▶ **Exercício proposto 1**
Reúna todas as linhas da listagem que contêm a palavra "mirrored" e copie cada uma sem alterações. Maiúsculas e minúsculas fazem diferença.

▶ **Texto base**
Um dos grandes desafios enfrentados hoje pela agenda ESG (sigla que, em inglês, significa Ambiental, Social e Governança Corporativa), segundo Fábio Alperowitch, é a superficialidade no debate sobre o assunto. Para o sócio-fundador da FAMA Investimentos, diversos fatores contribuem para esse fenômeno. Neste texto, tentarei apresentá-los e esclarecer suas origens, além dos rumos que estão sendo tomados e um possível e otimista cenário futuro que desvie desse revés, usando as lentes de Alperowitch.
Para entender a gênese do problema, é preciso levar em conta a cultura “americanocêntrica” que o povo brasileiro possui. A grande maioria das esferas que compõem a sociedade brasileira representam ecos da cultura americana. Os filmes, as músicas, os livros e outros produtos de mídia, são lapidados a partir dos moldes americanos e importados do país anglo-saxão, e com o mercado financeiro e corporativo não é diferente. O ESG vem se desenvolvendo na Europa há muito tempo, mas no Brasil esse avanço é alarmantemente mais lento, porque nos Estados Unidos não era uma pauta relevante. Na Europa, por exemplo, devido a sua extensão territorial, diversas empresas possuem trabalhadores de diferentes países que possuem culturas, línguas e valores díspares. Essa diversidade, portanto, é mais “normal”, melhor trabalhada e mais presente no cotidiano dos europeus quando comparada aos americanos, o que ilustra a liderança desses países no debate sobre ESG. Além disso, desde a primeira década do século XXI a agenda da sustentabilidade estava presente nas demandas e nos debates dos investidores europeus, entretanto, esse tema só passou a receber relevância considerável no Brasil em 2018 e 2019, incentivado pela política “anti-ESG” do governo Bolsonaro. Isso mostra que, enquanto os países europeus amadureciam o debate sobre ESG, o Brasil, acompanhando os EUA, não possuía forte envolvimento midiático e político no tema; ou seja, os holofotes tardaram em iluminar o assunto desse lado do Meridiano de Greenwich.

▶ **Exercício proposto 2**
Extraia do texto sobre a agenda ESG o trecho entre "Um dos grandes" e "lentes de Alperowitch.", com os dois incluídos, copiando-o sem nenhuma mudança.

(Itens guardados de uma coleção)
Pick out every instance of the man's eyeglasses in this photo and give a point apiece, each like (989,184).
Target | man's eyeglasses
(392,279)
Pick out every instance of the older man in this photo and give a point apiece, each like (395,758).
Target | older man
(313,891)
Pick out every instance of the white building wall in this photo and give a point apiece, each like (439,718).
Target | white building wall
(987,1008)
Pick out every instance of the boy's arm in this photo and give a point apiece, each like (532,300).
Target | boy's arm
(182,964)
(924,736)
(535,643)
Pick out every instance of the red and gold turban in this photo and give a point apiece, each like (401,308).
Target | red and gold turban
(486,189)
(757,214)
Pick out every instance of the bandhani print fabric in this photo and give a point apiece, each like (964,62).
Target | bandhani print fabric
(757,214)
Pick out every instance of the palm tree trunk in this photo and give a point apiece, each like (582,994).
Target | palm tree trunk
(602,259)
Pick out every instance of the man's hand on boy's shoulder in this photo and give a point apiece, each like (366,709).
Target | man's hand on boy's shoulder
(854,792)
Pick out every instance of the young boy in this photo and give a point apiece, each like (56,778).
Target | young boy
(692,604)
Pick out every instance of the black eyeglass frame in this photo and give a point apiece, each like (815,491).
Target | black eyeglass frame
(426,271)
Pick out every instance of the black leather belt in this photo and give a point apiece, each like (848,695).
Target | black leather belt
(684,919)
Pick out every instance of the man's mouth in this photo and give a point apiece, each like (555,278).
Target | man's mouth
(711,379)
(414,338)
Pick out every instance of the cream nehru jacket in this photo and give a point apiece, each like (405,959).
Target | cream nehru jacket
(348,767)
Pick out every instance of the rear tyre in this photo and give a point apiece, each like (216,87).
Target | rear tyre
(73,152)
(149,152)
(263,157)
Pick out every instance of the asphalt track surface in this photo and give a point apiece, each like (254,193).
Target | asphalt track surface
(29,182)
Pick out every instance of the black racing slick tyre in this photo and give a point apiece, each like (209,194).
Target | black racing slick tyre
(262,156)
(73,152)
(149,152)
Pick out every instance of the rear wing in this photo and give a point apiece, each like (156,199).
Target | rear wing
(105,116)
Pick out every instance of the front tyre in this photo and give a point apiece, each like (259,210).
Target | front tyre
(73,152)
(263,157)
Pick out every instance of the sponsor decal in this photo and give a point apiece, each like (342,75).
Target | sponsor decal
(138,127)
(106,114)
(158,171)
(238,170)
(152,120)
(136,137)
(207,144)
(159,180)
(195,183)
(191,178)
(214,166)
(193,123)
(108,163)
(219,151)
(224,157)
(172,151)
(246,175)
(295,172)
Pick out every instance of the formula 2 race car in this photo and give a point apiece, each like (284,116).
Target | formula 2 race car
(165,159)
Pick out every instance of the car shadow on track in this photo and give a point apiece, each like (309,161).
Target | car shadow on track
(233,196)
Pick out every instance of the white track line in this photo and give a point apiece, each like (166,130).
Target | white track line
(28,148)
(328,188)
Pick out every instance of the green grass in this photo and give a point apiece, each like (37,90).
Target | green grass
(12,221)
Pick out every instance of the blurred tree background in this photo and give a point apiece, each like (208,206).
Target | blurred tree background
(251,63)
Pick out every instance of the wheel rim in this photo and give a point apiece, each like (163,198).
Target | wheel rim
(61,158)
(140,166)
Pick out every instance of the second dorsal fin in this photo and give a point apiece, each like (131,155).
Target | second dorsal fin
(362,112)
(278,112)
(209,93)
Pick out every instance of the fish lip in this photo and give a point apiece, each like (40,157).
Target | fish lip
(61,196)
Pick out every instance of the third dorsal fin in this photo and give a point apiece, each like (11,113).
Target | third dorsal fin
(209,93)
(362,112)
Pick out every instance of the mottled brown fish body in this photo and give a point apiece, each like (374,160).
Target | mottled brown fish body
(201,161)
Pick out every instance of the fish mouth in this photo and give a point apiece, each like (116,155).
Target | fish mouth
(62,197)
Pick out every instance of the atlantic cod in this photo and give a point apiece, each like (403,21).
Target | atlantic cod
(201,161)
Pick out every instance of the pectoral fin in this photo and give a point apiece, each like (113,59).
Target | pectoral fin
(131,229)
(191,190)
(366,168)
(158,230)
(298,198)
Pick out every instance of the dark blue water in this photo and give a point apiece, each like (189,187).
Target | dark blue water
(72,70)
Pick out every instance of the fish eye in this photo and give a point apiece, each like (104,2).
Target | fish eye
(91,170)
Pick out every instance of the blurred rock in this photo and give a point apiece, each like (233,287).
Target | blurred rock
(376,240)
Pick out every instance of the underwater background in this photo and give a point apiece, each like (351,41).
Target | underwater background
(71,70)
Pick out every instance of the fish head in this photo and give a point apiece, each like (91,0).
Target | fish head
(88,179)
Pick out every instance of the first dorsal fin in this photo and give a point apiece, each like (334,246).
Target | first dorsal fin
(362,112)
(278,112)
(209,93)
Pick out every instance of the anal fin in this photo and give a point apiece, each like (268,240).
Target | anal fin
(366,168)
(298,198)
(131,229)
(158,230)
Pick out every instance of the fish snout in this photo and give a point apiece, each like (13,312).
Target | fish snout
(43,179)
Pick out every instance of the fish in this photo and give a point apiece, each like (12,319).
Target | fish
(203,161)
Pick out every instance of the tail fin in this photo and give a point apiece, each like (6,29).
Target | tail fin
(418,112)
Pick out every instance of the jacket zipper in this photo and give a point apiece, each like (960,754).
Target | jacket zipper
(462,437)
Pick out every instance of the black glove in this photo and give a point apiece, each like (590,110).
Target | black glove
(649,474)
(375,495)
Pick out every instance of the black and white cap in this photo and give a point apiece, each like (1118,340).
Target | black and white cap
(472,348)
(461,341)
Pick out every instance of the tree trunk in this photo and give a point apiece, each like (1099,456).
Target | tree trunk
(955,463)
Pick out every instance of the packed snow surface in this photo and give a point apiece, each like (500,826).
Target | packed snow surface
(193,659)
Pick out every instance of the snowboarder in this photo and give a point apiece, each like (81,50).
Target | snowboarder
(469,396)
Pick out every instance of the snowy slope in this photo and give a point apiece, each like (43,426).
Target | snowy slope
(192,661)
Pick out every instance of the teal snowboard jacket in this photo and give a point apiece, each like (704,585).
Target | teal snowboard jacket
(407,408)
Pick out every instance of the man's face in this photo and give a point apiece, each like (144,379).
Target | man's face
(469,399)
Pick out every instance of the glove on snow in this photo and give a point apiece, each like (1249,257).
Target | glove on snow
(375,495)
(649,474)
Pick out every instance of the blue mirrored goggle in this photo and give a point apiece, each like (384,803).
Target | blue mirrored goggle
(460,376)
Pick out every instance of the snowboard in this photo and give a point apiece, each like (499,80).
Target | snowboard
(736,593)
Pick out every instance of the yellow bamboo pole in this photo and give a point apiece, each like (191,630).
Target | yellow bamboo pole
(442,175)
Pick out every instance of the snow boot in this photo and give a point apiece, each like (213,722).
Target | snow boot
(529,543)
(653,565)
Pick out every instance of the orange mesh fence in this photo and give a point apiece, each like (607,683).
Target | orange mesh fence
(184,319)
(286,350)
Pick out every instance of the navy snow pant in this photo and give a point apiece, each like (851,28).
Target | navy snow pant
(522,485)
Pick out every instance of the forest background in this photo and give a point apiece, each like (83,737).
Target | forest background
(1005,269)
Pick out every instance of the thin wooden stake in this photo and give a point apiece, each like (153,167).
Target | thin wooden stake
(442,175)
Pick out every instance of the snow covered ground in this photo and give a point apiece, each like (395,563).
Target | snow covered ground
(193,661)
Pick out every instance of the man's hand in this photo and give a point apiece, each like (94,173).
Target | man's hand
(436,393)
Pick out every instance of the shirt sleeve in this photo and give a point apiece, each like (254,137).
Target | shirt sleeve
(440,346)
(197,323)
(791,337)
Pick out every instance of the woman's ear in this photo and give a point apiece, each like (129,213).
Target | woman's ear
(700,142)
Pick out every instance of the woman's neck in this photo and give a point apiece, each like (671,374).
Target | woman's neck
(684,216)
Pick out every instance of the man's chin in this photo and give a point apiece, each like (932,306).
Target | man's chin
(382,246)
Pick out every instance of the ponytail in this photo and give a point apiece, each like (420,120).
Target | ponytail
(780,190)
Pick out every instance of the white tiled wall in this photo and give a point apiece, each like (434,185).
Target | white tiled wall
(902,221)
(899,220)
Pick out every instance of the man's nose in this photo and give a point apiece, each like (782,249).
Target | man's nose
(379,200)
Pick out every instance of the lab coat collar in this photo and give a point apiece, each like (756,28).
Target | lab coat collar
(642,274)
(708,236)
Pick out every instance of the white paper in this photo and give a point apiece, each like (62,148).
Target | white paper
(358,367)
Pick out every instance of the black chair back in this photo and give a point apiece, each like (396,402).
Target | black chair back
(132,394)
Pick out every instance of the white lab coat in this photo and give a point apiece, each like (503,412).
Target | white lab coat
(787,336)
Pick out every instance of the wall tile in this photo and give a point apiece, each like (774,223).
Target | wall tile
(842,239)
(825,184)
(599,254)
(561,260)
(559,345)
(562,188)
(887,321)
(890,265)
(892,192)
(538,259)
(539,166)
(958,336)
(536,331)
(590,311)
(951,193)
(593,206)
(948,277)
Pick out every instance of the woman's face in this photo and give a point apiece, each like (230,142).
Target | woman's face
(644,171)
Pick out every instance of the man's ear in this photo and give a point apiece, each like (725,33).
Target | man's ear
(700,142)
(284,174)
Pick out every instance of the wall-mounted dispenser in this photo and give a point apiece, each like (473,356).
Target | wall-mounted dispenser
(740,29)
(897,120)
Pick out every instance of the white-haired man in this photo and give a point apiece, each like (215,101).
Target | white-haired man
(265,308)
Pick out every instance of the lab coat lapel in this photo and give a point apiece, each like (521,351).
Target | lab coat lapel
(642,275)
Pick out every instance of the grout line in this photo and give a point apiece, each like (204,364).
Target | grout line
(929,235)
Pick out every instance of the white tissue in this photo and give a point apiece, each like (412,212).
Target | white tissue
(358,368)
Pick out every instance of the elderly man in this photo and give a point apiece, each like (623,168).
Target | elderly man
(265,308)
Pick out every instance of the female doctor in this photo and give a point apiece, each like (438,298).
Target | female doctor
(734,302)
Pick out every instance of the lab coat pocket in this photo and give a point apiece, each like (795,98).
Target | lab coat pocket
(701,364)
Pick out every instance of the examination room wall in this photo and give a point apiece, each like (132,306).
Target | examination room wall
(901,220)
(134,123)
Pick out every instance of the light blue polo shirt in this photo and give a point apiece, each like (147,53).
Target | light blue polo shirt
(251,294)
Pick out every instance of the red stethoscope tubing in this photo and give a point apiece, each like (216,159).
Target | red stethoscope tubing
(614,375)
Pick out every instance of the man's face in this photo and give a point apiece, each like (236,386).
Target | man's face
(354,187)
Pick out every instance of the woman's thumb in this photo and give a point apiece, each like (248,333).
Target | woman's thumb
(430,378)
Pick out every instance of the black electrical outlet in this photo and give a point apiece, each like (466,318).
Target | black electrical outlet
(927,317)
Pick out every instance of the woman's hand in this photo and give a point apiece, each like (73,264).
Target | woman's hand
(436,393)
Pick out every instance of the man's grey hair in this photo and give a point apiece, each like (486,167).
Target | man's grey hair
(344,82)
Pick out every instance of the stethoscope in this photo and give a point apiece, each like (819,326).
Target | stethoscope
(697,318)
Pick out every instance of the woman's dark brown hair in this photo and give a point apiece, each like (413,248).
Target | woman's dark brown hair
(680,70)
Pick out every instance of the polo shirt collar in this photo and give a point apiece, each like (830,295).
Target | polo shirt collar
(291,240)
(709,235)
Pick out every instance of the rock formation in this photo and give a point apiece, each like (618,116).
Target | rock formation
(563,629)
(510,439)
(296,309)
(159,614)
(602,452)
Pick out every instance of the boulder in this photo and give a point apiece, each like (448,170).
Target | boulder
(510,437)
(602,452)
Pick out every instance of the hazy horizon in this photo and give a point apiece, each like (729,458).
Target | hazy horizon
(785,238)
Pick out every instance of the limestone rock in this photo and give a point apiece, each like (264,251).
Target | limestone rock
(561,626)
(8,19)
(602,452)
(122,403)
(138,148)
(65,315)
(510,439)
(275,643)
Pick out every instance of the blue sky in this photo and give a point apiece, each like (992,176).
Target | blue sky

▶ **Resposta 1**
Pick out every instance of the blue mirrored goggle in this photo and give a point apiece, each like (384,803).
Target | blue mirrored goggle

▶ **Resposta 2**
Um dos grandes desafios enfrentados hoje pela agenda ESG (sigla que, em inglês, significa Ambiental, Social e Governança Corporativa), segundo Fábio Alperowitch, é a superficialidade no debate sobre o assunto. Para o sócio-fundador da FAMA Investimentos, diversos fatores contribuem para esse fenômeno. Neste texto, tentarei apresentá-los e esclarecer suas origens, além dos rumos que estão sendo tomados e um possível e otimista cenário futuro que desvie desse revés, usando as lentes de Alperowitch.